▶ [Written instruction]
Begin at the line that contains "the aircraft nose" and repeat every line from there to the end of the records below, inclusive, without adding any other line.

-- begin Recorded information --

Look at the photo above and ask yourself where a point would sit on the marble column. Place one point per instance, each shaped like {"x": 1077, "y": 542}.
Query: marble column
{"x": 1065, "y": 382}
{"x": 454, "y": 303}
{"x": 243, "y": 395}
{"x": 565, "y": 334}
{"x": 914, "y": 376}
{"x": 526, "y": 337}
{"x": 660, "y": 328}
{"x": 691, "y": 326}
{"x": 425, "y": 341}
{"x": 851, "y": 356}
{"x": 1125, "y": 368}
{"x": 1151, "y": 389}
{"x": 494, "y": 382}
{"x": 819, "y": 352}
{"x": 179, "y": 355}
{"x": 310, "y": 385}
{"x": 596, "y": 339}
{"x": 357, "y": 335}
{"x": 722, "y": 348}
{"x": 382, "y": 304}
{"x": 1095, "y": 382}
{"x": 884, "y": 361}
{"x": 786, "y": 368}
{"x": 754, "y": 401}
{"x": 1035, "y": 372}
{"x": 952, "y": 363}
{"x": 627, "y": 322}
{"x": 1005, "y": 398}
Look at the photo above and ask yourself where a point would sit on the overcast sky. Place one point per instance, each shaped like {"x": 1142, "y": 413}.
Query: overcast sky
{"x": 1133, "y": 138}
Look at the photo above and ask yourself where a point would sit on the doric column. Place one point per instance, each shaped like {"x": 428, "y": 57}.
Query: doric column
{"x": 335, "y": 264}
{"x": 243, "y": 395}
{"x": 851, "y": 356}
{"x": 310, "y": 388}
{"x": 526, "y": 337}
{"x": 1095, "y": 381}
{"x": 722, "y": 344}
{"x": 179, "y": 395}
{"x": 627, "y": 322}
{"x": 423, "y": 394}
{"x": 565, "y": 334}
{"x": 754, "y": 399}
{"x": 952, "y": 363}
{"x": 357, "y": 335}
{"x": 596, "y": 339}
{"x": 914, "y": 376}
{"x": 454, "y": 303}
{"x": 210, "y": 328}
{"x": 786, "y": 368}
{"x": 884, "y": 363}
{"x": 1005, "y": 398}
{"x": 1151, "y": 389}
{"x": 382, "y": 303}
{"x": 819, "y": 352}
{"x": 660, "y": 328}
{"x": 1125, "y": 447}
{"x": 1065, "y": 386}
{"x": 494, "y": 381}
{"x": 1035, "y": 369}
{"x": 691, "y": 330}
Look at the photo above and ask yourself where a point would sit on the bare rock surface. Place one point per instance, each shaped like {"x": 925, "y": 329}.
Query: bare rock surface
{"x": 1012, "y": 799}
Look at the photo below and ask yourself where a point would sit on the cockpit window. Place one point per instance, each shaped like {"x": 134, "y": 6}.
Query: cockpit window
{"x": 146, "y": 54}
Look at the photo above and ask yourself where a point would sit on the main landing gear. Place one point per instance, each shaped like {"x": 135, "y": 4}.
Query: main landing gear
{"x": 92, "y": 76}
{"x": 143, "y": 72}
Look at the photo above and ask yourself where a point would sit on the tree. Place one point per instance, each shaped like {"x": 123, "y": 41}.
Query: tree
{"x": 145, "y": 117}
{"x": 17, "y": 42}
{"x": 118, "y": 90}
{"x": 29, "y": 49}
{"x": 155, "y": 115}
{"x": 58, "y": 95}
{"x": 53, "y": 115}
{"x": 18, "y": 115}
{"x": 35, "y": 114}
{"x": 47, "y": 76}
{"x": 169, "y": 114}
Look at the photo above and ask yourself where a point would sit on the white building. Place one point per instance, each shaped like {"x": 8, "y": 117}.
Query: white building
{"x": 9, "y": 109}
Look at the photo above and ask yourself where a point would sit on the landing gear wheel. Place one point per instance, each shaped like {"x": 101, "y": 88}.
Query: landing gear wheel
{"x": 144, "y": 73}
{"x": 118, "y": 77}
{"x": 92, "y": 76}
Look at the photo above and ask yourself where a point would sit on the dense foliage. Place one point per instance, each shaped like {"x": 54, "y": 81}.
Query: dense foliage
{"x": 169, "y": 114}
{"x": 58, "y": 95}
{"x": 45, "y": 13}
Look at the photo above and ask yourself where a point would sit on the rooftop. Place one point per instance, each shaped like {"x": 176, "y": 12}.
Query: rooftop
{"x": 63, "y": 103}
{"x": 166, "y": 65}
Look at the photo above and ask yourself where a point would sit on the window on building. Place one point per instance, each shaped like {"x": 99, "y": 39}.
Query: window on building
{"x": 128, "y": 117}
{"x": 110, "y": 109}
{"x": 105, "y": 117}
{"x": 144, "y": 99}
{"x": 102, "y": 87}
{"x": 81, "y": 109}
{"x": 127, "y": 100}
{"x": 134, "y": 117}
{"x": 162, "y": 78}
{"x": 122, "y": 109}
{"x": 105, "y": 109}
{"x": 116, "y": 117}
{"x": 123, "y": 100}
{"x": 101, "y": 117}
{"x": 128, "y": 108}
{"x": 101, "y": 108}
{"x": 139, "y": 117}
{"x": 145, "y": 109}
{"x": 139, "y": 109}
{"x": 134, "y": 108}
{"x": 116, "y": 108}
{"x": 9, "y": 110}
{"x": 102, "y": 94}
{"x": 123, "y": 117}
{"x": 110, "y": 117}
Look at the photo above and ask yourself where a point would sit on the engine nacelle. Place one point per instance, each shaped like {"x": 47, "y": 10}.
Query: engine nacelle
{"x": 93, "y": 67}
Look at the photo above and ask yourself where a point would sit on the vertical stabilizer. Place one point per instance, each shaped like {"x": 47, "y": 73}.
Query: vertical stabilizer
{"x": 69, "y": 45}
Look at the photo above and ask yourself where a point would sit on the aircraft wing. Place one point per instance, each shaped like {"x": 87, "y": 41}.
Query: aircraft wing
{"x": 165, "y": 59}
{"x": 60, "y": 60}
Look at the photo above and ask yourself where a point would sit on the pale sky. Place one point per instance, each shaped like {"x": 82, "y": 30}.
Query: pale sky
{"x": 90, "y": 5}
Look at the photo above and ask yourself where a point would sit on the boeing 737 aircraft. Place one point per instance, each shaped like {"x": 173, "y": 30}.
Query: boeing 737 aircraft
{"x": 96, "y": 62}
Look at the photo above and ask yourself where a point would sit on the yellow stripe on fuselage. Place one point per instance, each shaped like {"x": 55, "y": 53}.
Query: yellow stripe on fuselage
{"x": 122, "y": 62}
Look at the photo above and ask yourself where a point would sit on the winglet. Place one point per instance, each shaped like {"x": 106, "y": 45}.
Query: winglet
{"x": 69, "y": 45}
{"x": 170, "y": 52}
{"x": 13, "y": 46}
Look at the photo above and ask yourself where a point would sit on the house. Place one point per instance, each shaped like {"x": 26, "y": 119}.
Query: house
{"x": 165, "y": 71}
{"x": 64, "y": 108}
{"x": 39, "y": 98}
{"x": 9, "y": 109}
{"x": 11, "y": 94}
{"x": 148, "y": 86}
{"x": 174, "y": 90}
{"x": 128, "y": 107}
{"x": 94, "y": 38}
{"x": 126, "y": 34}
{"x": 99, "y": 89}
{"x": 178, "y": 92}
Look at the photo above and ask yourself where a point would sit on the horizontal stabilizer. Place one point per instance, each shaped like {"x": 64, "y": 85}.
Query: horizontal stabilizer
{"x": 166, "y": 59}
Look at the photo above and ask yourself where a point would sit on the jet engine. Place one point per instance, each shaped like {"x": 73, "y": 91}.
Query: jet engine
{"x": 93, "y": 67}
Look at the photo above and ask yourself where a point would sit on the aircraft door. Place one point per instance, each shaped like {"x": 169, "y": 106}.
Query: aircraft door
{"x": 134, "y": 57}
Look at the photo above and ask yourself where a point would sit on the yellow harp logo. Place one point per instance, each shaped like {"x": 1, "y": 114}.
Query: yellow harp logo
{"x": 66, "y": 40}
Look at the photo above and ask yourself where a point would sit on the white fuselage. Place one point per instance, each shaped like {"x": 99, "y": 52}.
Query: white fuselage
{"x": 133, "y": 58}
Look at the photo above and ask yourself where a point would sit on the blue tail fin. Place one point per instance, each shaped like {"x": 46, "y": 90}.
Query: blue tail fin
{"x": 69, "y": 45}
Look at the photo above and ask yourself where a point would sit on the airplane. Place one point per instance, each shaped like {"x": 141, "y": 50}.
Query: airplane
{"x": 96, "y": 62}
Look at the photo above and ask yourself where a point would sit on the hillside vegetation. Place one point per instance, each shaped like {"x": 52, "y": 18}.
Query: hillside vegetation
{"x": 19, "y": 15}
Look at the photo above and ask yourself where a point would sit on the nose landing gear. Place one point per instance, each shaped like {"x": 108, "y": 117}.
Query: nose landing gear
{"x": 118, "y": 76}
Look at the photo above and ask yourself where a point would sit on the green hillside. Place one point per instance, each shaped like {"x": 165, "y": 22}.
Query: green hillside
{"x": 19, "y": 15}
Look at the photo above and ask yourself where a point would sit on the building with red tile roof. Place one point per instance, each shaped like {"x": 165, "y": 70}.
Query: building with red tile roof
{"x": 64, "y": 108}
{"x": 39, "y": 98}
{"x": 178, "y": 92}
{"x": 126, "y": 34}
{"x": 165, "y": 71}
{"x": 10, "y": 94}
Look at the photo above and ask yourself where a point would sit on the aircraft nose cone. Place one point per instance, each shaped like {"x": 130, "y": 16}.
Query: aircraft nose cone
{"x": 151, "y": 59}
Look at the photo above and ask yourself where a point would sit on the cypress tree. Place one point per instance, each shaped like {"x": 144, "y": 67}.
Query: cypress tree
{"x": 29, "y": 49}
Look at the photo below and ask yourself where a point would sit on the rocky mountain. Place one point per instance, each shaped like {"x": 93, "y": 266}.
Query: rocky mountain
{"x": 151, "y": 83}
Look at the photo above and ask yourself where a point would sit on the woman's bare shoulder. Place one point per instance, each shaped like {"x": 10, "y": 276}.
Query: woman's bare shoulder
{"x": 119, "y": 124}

-- end Recorded information --

▶ [Reply to the exercise]
Look at the photo above and ask yourself where a point would sit on the aircraft nose cone. Place one point per instance, each shaped like {"x": 130, "y": 16}.
Query: aircraft nose cone
{"x": 151, "y": 59}
Look at the photo above and ask yourself where a point would sit on the cypress tree. Place one point per instance, each shaped like {"x": 144, "y": 67}.
Query: cypress tree
{"x": 29, "y": 49}
Look at the photo below and ask yourself where a point would sit on the rocky mountain. Place one point per instance, each shaped like {"x": 93, "y": 266}.
Query: rocky mountain
{"x": 151, "y": 83}
Look at the photo above and ask yourself where a point would sit on the woman's bare shoulder. Place one point per instance, each shaped like {"x": 10, "y": 276}.
Query: woman's bare shoulder
{"x": 119, "y": 124}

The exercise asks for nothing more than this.